#### What is expected
In how many lines of the records does the word "surface" appear? Reply with the number and nothing else.

##########

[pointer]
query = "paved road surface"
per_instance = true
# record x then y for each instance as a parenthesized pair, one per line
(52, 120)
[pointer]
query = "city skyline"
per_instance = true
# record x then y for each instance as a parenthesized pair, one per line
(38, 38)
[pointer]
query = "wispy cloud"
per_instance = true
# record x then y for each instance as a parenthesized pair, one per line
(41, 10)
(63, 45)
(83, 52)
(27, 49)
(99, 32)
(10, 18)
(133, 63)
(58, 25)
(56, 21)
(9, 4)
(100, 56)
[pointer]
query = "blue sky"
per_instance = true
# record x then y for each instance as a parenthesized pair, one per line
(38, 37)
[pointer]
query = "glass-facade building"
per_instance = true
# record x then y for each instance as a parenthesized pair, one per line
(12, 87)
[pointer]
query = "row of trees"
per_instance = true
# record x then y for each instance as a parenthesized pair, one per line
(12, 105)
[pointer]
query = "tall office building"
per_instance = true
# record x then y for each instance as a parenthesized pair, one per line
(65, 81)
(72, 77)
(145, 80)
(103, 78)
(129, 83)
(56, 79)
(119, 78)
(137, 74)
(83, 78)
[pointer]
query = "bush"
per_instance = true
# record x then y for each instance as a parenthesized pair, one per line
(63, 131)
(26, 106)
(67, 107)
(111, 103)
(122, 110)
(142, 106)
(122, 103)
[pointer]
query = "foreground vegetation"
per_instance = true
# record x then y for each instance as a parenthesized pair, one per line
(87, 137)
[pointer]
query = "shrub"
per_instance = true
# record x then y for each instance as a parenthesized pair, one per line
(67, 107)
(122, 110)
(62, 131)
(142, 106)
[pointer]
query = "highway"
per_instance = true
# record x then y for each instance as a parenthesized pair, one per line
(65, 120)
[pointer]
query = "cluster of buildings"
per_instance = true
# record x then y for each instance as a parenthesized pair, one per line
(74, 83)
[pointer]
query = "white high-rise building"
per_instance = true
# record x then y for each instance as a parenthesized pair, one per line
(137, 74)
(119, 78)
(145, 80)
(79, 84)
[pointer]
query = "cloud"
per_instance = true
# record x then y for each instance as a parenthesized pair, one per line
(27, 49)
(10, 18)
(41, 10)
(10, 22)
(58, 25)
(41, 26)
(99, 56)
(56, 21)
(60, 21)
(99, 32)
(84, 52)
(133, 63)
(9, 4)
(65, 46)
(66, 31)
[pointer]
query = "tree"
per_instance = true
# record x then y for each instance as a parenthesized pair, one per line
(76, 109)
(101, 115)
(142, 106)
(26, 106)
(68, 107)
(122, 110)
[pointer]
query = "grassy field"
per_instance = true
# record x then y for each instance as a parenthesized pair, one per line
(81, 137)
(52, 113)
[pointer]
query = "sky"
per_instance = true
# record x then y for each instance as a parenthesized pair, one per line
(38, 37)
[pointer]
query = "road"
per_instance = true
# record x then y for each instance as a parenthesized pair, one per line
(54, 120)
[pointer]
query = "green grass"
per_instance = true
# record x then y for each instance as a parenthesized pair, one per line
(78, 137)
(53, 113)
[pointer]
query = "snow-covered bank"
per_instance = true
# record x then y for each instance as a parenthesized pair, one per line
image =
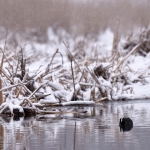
(73, 71)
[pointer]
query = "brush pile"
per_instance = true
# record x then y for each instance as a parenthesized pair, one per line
(80, 81)
(143, 37)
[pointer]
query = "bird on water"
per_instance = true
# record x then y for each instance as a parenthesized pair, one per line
(126, 124)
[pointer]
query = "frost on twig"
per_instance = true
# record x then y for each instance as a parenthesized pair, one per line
(84, 81)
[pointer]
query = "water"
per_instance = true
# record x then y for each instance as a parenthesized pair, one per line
(97, 129)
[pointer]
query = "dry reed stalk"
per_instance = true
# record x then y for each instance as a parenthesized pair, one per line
(1, 93)
(96, 81)
(127, 56)
(74, 94)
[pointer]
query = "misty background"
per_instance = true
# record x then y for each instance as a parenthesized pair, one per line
(76, 17)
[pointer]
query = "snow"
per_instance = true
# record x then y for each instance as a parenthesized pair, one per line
(95, 71)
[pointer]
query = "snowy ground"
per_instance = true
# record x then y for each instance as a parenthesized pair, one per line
(96, 74)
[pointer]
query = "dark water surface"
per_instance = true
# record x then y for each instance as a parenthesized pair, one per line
(97, 129)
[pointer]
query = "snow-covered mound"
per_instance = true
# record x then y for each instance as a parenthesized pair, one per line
(69, 71)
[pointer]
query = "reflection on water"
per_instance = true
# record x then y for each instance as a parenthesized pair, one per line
(97, 129)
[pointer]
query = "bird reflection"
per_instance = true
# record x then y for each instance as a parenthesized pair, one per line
(126, 124)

##########

#### Exercise result
2